**WHAT YOU HAVE TO DO**
From the line holding "of the jacket" to the final line below, restate each line word for word and add nothing.

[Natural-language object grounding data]
====

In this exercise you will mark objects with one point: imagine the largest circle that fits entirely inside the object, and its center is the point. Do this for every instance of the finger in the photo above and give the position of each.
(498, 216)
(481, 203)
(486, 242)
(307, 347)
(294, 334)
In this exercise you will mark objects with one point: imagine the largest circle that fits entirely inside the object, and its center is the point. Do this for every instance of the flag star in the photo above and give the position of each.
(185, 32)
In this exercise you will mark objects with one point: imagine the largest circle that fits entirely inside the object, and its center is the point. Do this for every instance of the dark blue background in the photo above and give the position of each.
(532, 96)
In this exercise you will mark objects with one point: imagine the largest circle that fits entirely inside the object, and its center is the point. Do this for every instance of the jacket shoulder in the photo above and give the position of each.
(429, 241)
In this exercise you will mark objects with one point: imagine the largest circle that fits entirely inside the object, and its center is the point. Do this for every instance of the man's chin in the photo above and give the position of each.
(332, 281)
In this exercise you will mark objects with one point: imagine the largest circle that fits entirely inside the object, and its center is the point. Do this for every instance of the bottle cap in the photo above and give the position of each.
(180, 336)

====

**SOLUTION FOR THIS PROBLEM**
In this exercise you will mark objects with one point: imagine the largest circle that fits entirely inside the object, and its center is the point. Do this for every instance of the jacket shoulder in the photo above and give the position of each.
(429, 241)
In this exercise you will mark objects with one point: imagine the largest circle that fits entirely inside the object, and its center is the point. Do this for every instance of the man's chin in the photo above and give the position of each.
(332, 281)
In this exercise you will mark objects with one point: imagine the largest circle that fits entirely inside the object, and its center is the point. Do this for every instance of the bottle cap in the photo above and give the position of each.
(180, 336)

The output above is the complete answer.